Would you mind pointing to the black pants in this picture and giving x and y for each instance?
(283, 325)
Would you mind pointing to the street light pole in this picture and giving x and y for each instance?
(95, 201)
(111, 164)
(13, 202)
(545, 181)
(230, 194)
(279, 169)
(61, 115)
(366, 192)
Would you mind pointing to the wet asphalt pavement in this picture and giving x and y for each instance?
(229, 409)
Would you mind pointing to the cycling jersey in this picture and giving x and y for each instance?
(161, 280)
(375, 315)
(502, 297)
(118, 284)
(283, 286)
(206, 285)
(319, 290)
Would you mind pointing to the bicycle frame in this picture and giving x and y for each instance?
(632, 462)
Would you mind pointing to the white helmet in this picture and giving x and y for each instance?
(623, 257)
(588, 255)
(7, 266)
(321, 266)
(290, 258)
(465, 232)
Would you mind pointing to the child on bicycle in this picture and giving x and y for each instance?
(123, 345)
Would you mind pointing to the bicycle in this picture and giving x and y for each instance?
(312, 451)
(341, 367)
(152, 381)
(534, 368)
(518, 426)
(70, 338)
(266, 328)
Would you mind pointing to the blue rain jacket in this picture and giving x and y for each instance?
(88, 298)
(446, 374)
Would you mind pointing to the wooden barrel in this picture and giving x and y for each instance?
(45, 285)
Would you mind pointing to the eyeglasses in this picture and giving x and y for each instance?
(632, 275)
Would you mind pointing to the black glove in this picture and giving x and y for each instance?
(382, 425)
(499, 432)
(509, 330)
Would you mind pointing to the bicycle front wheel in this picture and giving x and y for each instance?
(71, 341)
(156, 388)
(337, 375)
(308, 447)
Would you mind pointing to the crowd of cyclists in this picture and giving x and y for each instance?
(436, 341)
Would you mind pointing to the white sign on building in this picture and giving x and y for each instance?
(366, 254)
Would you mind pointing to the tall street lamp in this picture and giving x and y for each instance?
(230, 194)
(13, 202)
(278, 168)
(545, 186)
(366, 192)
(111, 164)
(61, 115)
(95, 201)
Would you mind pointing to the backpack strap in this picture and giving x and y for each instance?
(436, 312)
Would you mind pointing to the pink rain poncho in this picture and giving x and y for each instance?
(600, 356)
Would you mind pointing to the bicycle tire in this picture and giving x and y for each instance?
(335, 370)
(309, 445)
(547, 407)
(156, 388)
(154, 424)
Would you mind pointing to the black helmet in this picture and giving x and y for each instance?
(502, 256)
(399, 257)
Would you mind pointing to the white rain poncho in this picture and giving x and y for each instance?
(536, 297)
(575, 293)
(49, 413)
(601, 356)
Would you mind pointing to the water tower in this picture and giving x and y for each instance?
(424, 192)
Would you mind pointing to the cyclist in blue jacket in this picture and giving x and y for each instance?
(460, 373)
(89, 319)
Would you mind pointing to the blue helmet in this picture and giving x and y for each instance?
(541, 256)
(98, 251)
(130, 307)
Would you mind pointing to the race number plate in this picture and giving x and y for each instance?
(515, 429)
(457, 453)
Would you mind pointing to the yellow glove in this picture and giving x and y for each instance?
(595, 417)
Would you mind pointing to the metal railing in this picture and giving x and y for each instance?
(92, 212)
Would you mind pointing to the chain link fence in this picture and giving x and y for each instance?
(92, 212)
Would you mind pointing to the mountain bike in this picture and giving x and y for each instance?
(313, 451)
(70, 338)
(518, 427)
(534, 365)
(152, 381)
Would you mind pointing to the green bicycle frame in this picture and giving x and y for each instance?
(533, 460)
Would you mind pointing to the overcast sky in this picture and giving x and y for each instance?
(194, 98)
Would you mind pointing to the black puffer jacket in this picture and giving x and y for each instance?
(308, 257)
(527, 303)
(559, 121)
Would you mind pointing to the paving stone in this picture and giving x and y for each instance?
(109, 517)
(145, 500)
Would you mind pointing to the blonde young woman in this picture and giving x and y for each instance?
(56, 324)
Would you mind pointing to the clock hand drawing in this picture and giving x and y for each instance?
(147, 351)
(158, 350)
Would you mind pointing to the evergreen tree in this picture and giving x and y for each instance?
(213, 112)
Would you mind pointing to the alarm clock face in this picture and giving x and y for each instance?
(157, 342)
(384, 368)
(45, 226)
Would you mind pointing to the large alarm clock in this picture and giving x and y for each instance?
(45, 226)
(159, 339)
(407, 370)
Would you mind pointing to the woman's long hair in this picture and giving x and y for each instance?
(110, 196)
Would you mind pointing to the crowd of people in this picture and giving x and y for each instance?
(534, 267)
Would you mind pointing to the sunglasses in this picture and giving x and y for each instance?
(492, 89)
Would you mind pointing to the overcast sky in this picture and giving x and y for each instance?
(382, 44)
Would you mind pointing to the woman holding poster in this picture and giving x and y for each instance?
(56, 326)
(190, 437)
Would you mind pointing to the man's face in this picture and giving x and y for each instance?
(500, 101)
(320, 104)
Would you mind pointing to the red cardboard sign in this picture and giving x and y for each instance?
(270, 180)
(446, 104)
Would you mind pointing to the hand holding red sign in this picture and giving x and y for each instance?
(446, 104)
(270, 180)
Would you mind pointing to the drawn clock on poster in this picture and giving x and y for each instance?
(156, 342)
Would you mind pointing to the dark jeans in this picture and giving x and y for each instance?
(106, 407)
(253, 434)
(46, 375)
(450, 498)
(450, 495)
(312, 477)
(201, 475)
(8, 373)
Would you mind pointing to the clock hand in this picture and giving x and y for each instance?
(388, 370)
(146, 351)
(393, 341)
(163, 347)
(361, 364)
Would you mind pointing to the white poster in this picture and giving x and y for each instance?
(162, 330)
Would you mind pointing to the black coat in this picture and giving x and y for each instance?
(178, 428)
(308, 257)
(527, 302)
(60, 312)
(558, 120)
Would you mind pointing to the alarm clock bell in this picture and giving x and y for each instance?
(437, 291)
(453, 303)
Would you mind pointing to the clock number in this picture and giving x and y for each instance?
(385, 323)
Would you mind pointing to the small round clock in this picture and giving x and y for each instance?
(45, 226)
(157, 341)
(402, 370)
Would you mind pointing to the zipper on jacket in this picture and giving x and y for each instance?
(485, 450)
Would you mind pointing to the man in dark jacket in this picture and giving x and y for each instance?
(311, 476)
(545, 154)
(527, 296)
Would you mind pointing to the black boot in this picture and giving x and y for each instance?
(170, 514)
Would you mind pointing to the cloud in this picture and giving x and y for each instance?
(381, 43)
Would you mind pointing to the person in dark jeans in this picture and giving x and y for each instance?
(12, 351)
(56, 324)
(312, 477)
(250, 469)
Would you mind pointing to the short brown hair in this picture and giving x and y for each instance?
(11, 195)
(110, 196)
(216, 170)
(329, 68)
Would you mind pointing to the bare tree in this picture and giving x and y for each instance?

TASK TO COMPLETE:
Return the material exactly as it stands.

RESULT OF THE EXERCISE:
Would you mind pointing to the black pants in this picture and giving x and y for each instance?
(283, 325)
Would you mind pointing to the street light pole in this picture and giving x and y for each instance?
(95, 201)
(111, 164)
(13, 202)
(545, 181)
(230, 194)
(279, 169)
(61, 115)
(366, 192)
Would you mind pointing to the wet asphalt pavement in this picture and giving x and y for each instance?
(229, 409)
Would you mind pointing to the cycling jersey in this picture and giving x and y for each instance?
(161, 280)
(375, 315)
(502, 297)
(118, 284)
(283, 286)
(206, 285)
(319, 290)
Would you mind pointing to the bicycle frame in this picture and giving x and y for each instance?
(632, 462)
Would you mind pointing to the white helmet in this picture and giving x and y for each instance?
(623, 257)
(588, 255)
(7, 266)
(321, 266)
(290, 258)
(465, 232)
Would you mind pointing to the child on bicycle in this picture and giving x and y for each instance?
(123, 345)
Would you mind pointing to the bicycle in this picture and giving x and y for each instance?
(312, 451)
(341, 367)
(152, 381)
(534, 368)
(518, 426)
(70, 338)
(266, 328)
Would you mind pointing to the blue rain jacket in this picture and giving x and y for each instance?
(88, 298)
(446, 374)
Would you mind pointing to the wooden barrel in this picture and giving x and y for each instance?
(45, 285)
Would you mind pointing to the eyeglasses in this picture and giving x and y for each instance?
(632, 275)
Would you mind pointing to the black glove in this picture and giving x and y for each instance?
(382, 425)
(499, 432)
(509, 330)
Would you mind pointing to the bicycle front wheel in this picture and giving x and y for each instance?
(71, 341)
(156, 388)
(337, 375)
(308, 447)
Would you mind pointing to the crowd of cyclists in this picture and giving x and y for each instance?
(436, 341)
Would you mind pointing to the white sign on building in this picture and giving x and y for each instance?
(366, 254)
Would you mind pointing to the tall street lamp in this picture and giving x and y for each instance?
(230, 194)
(13, 202)
(278, 168)
(545, 186)
(366, 192)
(111, 164)
(61, 115)
(95, 201)
Would you mind pointing to the backpack strap in this picture and giving x and y for each instance?
(436, 312)
Would you mind pointing to the pink rain poncho in this picture and giving x and y for each instance?
(600, 356)
Would you mind pointing to the bicycle tire in this picture and giving x and y for each instance?
(335, 370)
(309, 445)
(547, 407)
(156, 388)
(154, 424)
Would you mind pointing to the black helmet in this picture and giving x and y for each instance?
(502, 256)
(399, 257)
Would you mind pointing to the white rain poncho in this picture and giving x and y for each instance?
(536, 297)
(575, 293)
(49, 413)
(601, 356)
Would you mind pointing to the water tower in this picture and giving x and y for each instance?
(424, 192)
Would you mind pointing to the cyclist in blue jacket in this picture and giving x and y for each instance?
(460, 373)
(89, 319)
Would you mind pointing to the blue helmet in this picture and giving x and y for each instance?
(541, 256)
(98, 251)
(130, 307)
Would you mind pointing to the race number plate in this picture and giving x and y for each instance?
(515, 429)
(457, 453)
Would you mind pointing to the yellow glove in this picture and giving x and y for each instance?
(595, 417)
Would you mind pointing to the metal railing in this picture and giving x and y for each instance?
(92, 212)
Would you mind pointing to the chain link fence in this picture and giving x and y for each instance?
(92, 212)
Would you mind pointing to the mountain bike in this picture and giving x and y for each instance?
(313, 451)
(70, 338)
(518, 427)
(534, 365)
(152, 381)
Would you mind pointing to the green bicycle frame in this picture and giving x and y for each instance?
(533, 460)
Would you mind pointing to the overcast sky in this picture and giving x and y for each instance?
(194, 98)
Would you mind pointing to the black puffer jacket in this picture and giving x and y for each instance?
(308, 257)
(527, 303)
(559, 121)
Would you mind pointing to the paving stone in this picture and giving x and y for each instance?
(109, 517)
(145, 500)
Would you mind pointing to the blonde young woman in this picture and giving x and y for each instance?
(56, 324)
Would you mind pointing to the clock hand drawing in this picture and giving x and y for each instance?
(147, 351)
(158, 350)
Would you mind pointing to the evergreen tree in this picture and giving x and y for each instance?
(213, 112)
Would you mind pointing to the alarm clock face in this picture and giving x and y for each instance?
(157, 342)
(384, 368)
(45, 226)
Would you mind pointing to the large alarm clock in this picture and giving x and y for each instance?
(45, 226)
(159, 339)
(407, 370)
Would you mind pointing to the woman's long hair in this picture and giving x and y for each instance?
(110, 196)
Would you mind pointing to the crowd of people in this picture and giving x and y for each instance?
(534, 267)
Would you mind pointing to the sunglasses in this picture and giving x and y for each instance?
(492, 89)
Would you mind pointing to the overcast sky in this picture and giving x and y for each instance?
(382, 44)
Would you mind pointing to the woman holding poster in this picture and giving x and y for each instance?
(56, 326)
(190, 437)
Would you mind pointing to the man's face in this picture and giving x and y for each instance?
(500, 101)
(320, 104)
Would you mind pointing to the red cardboard sign in this picture and giving x and y for each instance?
(270, 180)
(446, 104)
Would you mind pointing to the hand holding red sign in this picture and giving x and y for each instance?
(446, 104)
(270, 180)
Would you mind pointing to the drawn clock on poster in this picture and giving x and y for each instance?
(156, 342)
Would you mind pointing to the dark jeans in this picture and giving x and y for each instance?
(106, 407)
(253, 434)
(46, 375)
(450, 498)
(450, 495)
(312, 477)
(201, 475)
(8, 373)
Would you mind pointing to the clock hand in this picture and giving x and y for each instance?
(388, 370)
(146, 351)
(393, 341)
(163, 347)
(361, 364)
Would you mind pointing to the white poster in this picture and giving x and y for each instance?
(162, 330)
Would you mind pointing to the black coat in this picture and giving x and y for each instance?
(178, 428)
(308, 257)
(527, 302)
(60, 312)
(558, 120)
Would you mind pointing to the alarm clock bell in this picture and giving x and y for each instance?
(437, 291)
(453, 303)
Would you mind pointing to the clock number in this picture and giving x and y for each instance?
(385, 323)
Would you mind pointing to the small round clock in this picture and giving x and y for each instance?
(45, 226)
(157, 341)
(402, 370)
Would you mind pointing to the zipper on jacket in this picture and giving x and y for each instance?
(485, 450)
Would you mind pointing to the man in dark jacket in this picture and giving x and y for each instance?
(311, 476)
(545, 154)
(527, 296)
Would you mind pointing to the black boot in this picture and giving x and y for each instance?
(170, 514)
Would you mind pointing to the cloud in this picture and giving x and y for each instance?
(381, 43)
Would you mind pointing to the person in dark jeans in this picture and giving x and y for each instance?
(12, 351)
(56, 324)
(312, 477)
(250, 469)
Would you mind pointing to the short brown hair in this picture and giving x and y for each instance?
(11, 195)
(110, 196)
(216, 170)
(329, 68)
Would you mind pointing to the bare tree in this picture and giving x and y for each instance?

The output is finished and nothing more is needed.